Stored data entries
════

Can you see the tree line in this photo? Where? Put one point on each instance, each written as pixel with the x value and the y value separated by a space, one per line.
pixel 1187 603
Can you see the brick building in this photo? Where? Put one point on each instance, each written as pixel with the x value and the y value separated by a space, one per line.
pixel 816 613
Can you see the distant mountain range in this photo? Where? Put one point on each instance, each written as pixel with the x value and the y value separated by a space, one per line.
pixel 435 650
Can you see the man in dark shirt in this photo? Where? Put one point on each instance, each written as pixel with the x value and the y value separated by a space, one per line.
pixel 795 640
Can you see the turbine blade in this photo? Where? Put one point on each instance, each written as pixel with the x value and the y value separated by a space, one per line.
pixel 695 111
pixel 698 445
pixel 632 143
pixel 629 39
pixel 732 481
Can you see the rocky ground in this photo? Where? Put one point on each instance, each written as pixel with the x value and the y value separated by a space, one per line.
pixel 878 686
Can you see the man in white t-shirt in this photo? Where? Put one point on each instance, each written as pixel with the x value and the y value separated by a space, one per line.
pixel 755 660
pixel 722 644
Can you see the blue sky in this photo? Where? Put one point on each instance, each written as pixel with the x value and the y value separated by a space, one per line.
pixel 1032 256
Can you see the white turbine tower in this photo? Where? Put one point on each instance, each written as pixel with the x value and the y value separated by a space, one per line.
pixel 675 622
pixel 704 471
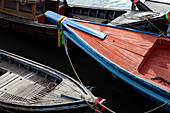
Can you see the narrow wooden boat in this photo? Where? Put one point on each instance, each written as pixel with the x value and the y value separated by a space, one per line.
pixel 27 86
pixel 144 19
pixel 157 6
pixel 141 59
pixel 28 16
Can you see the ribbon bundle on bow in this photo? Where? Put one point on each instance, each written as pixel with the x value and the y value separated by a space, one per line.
pixel 168 18
pixel 134 3
pixel 99 108
pixel 60 32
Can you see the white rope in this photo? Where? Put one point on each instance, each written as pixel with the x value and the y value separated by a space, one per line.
pixel 66 49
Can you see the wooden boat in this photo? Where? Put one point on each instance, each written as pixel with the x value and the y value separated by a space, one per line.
pixel 157 6
pixel 144 19
pixel 27 86
pixel 28 17
pixel 141 59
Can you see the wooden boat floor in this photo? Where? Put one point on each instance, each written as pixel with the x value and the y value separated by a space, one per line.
pixel 26 87
pixel 130 50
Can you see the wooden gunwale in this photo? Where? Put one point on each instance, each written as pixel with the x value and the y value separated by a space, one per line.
pixel 129 55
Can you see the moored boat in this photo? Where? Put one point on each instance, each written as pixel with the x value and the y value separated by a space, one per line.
pixel 28 86
pixel 141 59
pixel 27 16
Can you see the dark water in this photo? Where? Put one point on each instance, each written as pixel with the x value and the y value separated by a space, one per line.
pixel 119 96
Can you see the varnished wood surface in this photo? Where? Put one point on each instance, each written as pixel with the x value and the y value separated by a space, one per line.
pixel 129 49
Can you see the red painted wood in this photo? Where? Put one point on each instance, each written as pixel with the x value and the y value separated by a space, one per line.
pixel 136 52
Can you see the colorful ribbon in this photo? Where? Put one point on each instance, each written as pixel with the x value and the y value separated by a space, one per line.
pixel 60 32
pixel 134 3
pixel 98 107
pixel 168 31
pixel 168 16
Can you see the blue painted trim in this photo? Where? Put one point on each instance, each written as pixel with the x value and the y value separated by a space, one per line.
pixel 129 29
pixel 54 17
pixel 156 93
pixel 152 91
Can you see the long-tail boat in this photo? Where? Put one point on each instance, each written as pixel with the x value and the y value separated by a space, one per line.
pixel 141 59
pixel 31 87
pixel 27 16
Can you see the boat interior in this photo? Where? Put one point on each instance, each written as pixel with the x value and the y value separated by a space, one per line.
pixel 28 85
pixel 98 15
pixel 144 55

════

Copy out the lines above without any changes, beginning with the line that holds "Can you see the man in dark" and continuing through the line that holds "pixel 1032 256".

In response
Can you see the man in dark shirt in this photo? Where? Put one point on each instance, each written as pixel with the x value and the y value separated by a space, one per line.
pixel 795 640
Can you see the turbine blade in this photo? Where? Put one point on each instance, each written as pixel with the x value and the y value separated by a space, one per line.
pixel 695 111
pixel 698 445
pixel 632 143
pixel 629 39
pixel 732 481
Can you see the rocky ground in this photo? Where? Put one point on each instance, each written as pixel with the x value and the y value separated by a space, one per line.
pixel 878 686
Can you see the man in white t-shirt in this photo? Where? Put one point on each instance, each written as pixel with the x value and the y value separated by a space, one per line.
pixel 755 660
pixel 722 644
Can you see the blue sky in this photo? Where? Put one point on each instance, each written as pixel with the x value and the y value separated by a space, one per line.
pixel 1032 256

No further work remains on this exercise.